:: Object pointing dataset rows ::
========

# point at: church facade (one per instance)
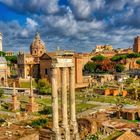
(28, 64)
(38, 63)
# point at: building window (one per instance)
(46, 71)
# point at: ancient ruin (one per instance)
(64, 64)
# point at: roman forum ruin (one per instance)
(64, 64)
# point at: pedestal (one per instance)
(31, 106)
(14, 105)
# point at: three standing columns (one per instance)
(73, 123)
(55, 104)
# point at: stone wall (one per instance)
(34, 136)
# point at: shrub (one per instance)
(46, 110)
(39, 122)
(119, 68)
(118, 58)
(138, 61)
(44, 87)
(1, 92)
(98, 58)
(133, 55)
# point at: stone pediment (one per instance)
(45, 56)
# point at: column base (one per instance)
(66, 132)
(32, 106)
(14, 106)
(74, 130)
(57, 134)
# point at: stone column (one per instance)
(72, 103)
(15, 105)
(64, 104)
(31, 86)
(55, 104)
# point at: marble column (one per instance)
(72, 103)
(64, 104)
(55, 116)
(15, 105)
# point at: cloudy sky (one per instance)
(78, 25)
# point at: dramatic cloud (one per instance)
(75, 24)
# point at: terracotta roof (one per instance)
(128, 135)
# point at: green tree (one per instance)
(133, 55)
(44, 86)
(1, 92)
(98, 58)
(2, 53)
(138, 61)
(117, 58)
(12, 59)
(119, 68)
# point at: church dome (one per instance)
(37, 47)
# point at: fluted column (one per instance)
(72, 103)
(14, 90)
(55, 104)
(64, 105)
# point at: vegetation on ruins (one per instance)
(101, 64)
(1, 92)
(39, 123)
(138, 61)
(119, 68)
(117, 58)
(98, 58)
(46, 110)
(2, 53)
(44, 87)
(11, 59)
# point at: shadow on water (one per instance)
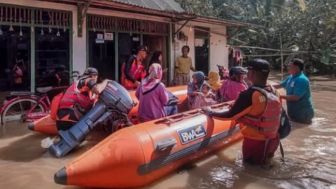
(25, 149)
(13, 130)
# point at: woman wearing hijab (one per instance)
(194, 90)
(152, 95)
(232, 87)
(215, 84)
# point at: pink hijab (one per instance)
(153, 79)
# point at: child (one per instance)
(209, 96)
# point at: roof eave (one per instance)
(103, 4)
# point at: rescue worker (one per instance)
(133, 71)
(257, 111)
(299, 102)
(183, 66)
(78, 99)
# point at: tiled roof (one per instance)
(160, 5)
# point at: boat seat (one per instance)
(44, 89)
(21, 93)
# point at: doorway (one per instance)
(127, 46)
(102, 53)
(202, 39)
(158, 43)
(14, 51)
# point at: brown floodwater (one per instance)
(310, 161)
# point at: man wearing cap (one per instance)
(298, 97)
(257, 111)
(134, 70)
(183, 66)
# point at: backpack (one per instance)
(54, 106)
(285, 125)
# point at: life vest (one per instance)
(55, 103)
(73, 96)
(137, 70)
(269, 121)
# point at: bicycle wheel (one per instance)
(17, 110)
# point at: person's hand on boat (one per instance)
(207, 110)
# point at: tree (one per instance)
(305, 25)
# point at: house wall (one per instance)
(78, 53)
(218, 51)
(218, 44)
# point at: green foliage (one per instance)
(308, 25)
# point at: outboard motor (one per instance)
(114, 99)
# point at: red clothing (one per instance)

========

:: Instructions to follow ::
Using the data above, write out every line exactly, leaving the images behind.

:: Written solution ::
# point at: church facade (one per instance)
(28, 64)
(38, 63)
# point at: building window (one per instance)
(46, 71)
# point at: ancient ruin (one per instance)
(64, 64)
# point at: roman forum ruin (one per instance)
(64, 64)
# point at: pedestal (one per instance)
(31, 106)
(14, 105)
# point at: three standing columns (one per instance)
(73, 123)
(55, 104)
# point at: stone wall (one per instance)
(34, 136)
# point at: shrub (one per instance)
(46, 110)
(39, 122)
(119, 68)
(118, 58)
(138, 61)
(44, 87)
(1, 92)
(98, 58)
(133, 55)
# point at: stone pediment (one per instance)
(45, 56)
# point at: column base (one per instance)
(66, 132)
(32, 106)
(14, 106)
(74, 130)
(57, 134)
# point at: stone column (one per instance)
(72, 103)
(15, 105)
(64, 104)
(31, 86)
(55, 104)
# point at: marble column (one per instance)
(72, 103)
(64, 104)
(55, 116)
(15, 105)
# point at: cloudy sky (one per instance)
(78, 25)
# point at: dramatic cloud (one per instance)
(75, 24)
# point at: terracotta roof (one per instance)
(128, 135)
# point at: green tree (one per instance)
(133, 55)
(44, 86)
(1, 92)
(98, 58)
(2, 53)
(138, 61)
(117, 58)
(12, 59)
(119, 68)
# point at: church dome (one per instance)
(37, 47)
# point at: fluted column (one per instance)
(72, 103)
(14, 90)
(55, 104)
(64, 105)
# point at: vegetation on ruins (one per instance)
(101, 64)
(1, 92)
(39, 123)
(138, 61)
(119, 68)
(117, 58)
(98, 58)
(46, 110)
(2, 53)
(44, 87)
(11, 59)
# point at: shadow on water (one per instance)
(25, 149)
(13, 130)
# point at: woman wearing hijab (one per instance)
(194, 90)
(152, 95)
(232, 87)
(215, 84)
# point at: pink hijab (one per instance)
(153, 79)
# point at: child (one per instance)
(209, 96)
# point at: roof eave (one per instance)
(103, 4)
# point at: rescue worker (one per instance)
(133, 71)
(257, 111)
(299, 102)
(183, 66)
(78, 99)
# point at: tiled roof (one per instance)
(160, 5)
# point at: boat seat (one per instance)
(44, 89)
(21, 93)
# point at: doorway (one per instance)
(127, 46)
(102, 53)
(202, 39)
(158, 43)
(14, 51)
# point at: brown floodwater (one per instance)
(310, 161)
# point at: man wearing cap (one per instance)
(298, 97)
(257, 111)
(134, 70)
(183, 66)
# point at: backpack (one per instance)
(54, 106)
(285, 125)
# point at: life vest (one per instance)
(55, 103)
(73, 96)
(137, 70)
(269, 121)
# point at: bicycle wheel (one per instance)
(17, 110)
# point at: person's hand on boat (one per instance)
(207, 110)
# point at: tree (one per instance)
(305, 25)
# point at: house wall (one per instance)
(78, 53)
(218, 51)
(218, 44)
# point at: green foliage (one per instance)
(308, 25)
# point at: outboard motor (one per instance)
(114, 99)
# point at: red clothing (one per instance)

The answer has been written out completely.